» **Ausgewählter Auszug**:

________________________________________

Die Ortsvorstehenden tauschen sich regelmäßig untereinander und in gemeinsamen Runden mit dem Oberbürgermeister oder den Leitenden der einzelnen Geschäftsbereiche aus. Allerdings sind die Ergebnisse nicht immer so, wie wir uns dies wünschen. Deshalb begrüße ich die von der Stadt in Auftrag gegebene Untersuchung zur Zusammenarbeit zwischen Ortsbeiräten, Verwaltung und Stadtverordnetenversammlung. Der erste Zwischenbericht dazu legt sehr deutlich offen, welche Differenzen zwischen den Beteiligten existieren. Daher hoffe und erwarte ich, dass die Ergebnisse der Untersuchung auch die notwendigen Verbesserungen nach sich ziehen und nicht wieder alles im Sande verläuft.
Krampnitz ist für Potsdam das größte Wohnungsbauprojekt seit der Wende und wird es vermutlich auch bleiben, und Krampnitz gehört zu Fahrland. Als Ortsvorsteher sind Sie aber nicht Teil der interfraktionellen Arbeitsgruppe zu Krampnitz oder werden in anderer Art und Weise in eine kontinuierliche Diskussion und Abstimmung eingebunden. Wie erklären Sie sich das?

________________________________________

[Gespeicherte Einträge]
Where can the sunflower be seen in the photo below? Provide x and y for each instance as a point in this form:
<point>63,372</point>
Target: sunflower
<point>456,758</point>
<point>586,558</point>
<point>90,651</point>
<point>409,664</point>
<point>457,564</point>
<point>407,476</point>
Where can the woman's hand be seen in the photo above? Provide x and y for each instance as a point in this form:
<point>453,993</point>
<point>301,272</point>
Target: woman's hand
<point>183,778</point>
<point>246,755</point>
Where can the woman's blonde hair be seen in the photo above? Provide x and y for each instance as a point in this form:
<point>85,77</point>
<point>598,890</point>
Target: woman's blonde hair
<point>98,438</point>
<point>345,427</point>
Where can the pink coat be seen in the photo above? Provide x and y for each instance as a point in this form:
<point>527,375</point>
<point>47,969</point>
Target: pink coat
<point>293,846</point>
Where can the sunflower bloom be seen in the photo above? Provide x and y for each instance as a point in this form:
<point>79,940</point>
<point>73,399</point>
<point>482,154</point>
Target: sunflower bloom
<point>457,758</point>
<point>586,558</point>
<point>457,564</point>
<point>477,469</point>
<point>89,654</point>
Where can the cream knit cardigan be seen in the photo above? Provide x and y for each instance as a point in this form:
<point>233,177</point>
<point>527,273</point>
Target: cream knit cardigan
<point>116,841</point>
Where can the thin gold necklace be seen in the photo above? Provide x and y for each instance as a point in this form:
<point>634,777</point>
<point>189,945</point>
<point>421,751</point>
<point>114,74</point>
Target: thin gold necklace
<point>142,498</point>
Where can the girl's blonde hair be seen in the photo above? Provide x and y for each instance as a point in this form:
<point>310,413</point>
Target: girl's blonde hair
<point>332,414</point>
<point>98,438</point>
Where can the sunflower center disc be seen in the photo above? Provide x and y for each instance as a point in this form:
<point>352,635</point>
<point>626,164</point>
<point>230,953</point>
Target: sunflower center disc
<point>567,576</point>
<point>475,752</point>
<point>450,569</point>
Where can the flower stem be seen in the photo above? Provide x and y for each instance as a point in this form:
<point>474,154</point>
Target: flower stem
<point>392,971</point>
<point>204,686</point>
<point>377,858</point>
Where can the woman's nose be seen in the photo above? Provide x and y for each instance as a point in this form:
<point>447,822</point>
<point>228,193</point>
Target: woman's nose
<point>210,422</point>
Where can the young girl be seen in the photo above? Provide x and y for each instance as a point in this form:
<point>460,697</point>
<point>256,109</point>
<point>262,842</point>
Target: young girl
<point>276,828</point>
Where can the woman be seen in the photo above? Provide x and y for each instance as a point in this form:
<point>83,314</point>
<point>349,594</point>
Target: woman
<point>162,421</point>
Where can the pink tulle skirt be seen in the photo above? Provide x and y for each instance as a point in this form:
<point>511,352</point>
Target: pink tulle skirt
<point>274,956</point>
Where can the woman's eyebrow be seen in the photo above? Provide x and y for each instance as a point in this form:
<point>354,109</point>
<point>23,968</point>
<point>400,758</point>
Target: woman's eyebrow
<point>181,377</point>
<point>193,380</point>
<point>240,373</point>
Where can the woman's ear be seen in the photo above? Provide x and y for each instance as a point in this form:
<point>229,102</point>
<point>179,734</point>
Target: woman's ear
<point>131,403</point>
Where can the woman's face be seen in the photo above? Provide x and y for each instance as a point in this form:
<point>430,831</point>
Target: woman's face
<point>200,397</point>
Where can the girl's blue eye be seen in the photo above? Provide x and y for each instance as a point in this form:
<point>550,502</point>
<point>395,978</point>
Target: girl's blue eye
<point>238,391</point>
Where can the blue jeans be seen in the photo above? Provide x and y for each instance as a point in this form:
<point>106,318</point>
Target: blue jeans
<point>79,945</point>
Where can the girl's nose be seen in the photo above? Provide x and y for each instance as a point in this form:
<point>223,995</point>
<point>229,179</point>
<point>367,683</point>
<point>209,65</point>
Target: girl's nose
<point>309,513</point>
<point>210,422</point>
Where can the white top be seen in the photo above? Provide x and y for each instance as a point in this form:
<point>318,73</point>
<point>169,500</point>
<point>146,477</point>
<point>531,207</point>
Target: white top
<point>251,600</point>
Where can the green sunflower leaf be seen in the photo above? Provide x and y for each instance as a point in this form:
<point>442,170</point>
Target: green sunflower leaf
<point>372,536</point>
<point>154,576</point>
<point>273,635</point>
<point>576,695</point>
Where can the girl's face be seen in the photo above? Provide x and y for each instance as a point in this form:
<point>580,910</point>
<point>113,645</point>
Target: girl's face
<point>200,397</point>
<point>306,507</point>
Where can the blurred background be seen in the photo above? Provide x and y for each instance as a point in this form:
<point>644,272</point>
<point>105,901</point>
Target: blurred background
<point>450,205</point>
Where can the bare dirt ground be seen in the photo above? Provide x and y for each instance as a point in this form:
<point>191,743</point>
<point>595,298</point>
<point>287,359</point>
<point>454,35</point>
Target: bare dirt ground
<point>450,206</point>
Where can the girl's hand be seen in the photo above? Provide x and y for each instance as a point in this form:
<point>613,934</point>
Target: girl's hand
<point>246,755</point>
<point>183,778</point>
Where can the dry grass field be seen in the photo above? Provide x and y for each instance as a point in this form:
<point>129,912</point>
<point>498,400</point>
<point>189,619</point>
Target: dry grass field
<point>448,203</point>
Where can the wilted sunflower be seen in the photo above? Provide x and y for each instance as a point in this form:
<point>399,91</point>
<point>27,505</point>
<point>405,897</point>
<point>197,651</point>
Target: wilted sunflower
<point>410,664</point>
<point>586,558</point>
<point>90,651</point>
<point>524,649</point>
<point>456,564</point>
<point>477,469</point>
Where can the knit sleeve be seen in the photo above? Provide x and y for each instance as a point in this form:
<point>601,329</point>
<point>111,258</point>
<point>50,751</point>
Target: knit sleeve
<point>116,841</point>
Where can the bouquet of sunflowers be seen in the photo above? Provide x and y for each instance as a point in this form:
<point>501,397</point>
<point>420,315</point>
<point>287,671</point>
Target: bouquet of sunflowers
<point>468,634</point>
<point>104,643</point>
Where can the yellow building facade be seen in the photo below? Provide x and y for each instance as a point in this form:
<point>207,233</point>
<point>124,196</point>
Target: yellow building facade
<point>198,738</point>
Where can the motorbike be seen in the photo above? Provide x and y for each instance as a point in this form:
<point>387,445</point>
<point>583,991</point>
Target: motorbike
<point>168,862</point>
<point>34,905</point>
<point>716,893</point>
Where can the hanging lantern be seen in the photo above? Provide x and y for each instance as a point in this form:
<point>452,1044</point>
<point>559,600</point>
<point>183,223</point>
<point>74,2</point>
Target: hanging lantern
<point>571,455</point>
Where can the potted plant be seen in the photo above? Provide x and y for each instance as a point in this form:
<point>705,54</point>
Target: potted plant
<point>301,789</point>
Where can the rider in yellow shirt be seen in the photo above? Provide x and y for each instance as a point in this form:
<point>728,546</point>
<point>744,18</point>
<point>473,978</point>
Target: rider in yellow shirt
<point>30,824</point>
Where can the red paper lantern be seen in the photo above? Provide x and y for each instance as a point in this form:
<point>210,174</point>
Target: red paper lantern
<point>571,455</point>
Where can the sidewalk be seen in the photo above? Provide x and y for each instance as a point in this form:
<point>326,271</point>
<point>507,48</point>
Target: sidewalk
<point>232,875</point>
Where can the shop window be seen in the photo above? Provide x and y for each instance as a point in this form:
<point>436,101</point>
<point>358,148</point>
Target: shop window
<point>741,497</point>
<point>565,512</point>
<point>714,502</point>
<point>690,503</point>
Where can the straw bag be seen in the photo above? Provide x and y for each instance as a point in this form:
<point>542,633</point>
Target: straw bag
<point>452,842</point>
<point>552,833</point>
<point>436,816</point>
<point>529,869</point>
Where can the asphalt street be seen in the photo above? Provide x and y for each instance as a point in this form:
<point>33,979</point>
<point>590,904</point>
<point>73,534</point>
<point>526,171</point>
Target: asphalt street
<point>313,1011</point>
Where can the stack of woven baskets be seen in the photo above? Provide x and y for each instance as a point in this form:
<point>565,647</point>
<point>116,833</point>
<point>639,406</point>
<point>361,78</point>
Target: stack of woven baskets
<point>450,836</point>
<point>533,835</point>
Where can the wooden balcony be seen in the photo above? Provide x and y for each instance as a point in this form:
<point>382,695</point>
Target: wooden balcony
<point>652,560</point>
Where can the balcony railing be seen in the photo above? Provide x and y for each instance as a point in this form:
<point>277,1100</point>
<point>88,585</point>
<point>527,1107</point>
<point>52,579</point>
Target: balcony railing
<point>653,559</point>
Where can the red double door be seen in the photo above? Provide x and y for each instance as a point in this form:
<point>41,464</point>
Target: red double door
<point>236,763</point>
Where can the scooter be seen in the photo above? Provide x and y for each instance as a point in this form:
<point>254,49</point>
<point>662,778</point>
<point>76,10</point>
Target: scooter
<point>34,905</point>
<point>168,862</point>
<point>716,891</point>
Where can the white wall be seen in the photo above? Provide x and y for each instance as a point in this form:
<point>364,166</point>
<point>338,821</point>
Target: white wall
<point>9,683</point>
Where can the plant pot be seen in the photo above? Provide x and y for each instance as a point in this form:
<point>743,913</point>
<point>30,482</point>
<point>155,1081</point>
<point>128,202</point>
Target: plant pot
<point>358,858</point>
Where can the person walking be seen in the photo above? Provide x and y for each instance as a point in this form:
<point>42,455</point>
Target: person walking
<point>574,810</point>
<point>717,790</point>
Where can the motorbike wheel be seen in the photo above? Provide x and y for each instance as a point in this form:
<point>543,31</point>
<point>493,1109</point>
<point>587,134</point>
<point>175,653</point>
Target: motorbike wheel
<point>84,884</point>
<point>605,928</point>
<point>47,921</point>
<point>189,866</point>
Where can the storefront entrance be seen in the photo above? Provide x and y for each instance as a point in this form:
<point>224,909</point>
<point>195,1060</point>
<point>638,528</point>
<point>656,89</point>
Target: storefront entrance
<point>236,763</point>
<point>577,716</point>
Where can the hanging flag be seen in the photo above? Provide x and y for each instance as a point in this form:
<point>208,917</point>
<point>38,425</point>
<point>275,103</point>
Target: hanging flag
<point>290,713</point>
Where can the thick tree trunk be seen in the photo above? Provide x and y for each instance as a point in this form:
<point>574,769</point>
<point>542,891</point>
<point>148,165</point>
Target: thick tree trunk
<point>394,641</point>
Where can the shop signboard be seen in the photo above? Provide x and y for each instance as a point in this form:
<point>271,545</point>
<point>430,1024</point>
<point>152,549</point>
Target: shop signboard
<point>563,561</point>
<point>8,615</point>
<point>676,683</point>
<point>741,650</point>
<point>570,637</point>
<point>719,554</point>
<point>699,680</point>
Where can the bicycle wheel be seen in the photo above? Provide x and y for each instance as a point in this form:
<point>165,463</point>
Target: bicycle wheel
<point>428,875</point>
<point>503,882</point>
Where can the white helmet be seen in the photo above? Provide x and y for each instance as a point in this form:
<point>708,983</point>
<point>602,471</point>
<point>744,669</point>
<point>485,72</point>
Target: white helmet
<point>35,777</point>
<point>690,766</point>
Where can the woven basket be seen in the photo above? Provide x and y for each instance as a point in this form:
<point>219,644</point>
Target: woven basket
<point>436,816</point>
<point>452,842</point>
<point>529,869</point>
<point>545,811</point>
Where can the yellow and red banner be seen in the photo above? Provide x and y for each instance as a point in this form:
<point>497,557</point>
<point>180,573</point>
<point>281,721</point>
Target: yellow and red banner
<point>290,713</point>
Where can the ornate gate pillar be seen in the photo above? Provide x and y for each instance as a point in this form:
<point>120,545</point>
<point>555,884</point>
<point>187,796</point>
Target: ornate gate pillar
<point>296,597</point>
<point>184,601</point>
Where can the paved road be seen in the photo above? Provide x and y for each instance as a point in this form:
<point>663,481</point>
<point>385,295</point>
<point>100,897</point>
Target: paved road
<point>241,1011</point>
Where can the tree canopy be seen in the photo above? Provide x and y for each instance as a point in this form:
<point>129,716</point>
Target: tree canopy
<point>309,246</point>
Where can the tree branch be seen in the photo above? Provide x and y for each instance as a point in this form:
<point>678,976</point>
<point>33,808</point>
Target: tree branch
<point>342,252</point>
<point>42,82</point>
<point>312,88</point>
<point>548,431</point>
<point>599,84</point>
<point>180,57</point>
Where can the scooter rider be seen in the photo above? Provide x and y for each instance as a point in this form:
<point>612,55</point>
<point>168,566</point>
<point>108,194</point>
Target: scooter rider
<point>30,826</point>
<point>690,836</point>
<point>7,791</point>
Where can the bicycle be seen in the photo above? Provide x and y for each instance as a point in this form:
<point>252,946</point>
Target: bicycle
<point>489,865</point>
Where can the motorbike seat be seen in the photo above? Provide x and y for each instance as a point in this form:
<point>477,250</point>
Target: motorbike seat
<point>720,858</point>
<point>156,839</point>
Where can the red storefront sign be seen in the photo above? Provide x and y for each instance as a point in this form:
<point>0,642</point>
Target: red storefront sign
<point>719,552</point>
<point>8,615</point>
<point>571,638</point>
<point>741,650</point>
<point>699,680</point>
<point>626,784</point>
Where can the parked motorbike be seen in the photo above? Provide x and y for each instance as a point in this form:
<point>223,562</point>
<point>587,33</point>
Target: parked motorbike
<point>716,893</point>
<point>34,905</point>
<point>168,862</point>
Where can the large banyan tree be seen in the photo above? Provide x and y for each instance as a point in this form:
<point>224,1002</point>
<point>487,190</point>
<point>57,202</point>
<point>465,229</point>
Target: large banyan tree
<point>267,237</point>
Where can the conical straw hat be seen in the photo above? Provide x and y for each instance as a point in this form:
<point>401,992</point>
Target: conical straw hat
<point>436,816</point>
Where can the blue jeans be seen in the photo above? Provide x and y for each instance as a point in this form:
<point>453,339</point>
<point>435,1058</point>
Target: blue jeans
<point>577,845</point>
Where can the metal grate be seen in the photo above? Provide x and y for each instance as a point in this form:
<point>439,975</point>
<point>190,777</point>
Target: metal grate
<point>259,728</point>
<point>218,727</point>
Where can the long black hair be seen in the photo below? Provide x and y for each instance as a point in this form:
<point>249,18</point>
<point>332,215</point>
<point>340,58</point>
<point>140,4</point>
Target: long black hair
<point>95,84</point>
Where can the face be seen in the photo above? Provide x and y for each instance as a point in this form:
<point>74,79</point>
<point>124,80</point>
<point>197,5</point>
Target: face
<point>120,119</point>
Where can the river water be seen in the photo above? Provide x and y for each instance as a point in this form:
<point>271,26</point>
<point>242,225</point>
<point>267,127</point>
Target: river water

________________________________________

Gib aus dem ausgewählten Auszug den Abschnitt wörtlich wieder, beginnend mit „Krampnitz ist für“ und fortlaufend bis einschließlich „Sie sich das?“.

» **Antwort**:
Krampnitz ist für Potsdam das größte Wohnungsbauprojekt seit der Wende und wird es vermutlich auch bleiben, und Krampnitz gehört zu Fahrland. Als Ortsvorsteher sind Sie aber nicht Teil der interfraktionellen Arbeitsgruppe zu Krampnitz oder werden in anderer Art und Weise in eine kontinuierliche Diskussion und Abstimmung eingebunden. Wie erklären Sie sich das?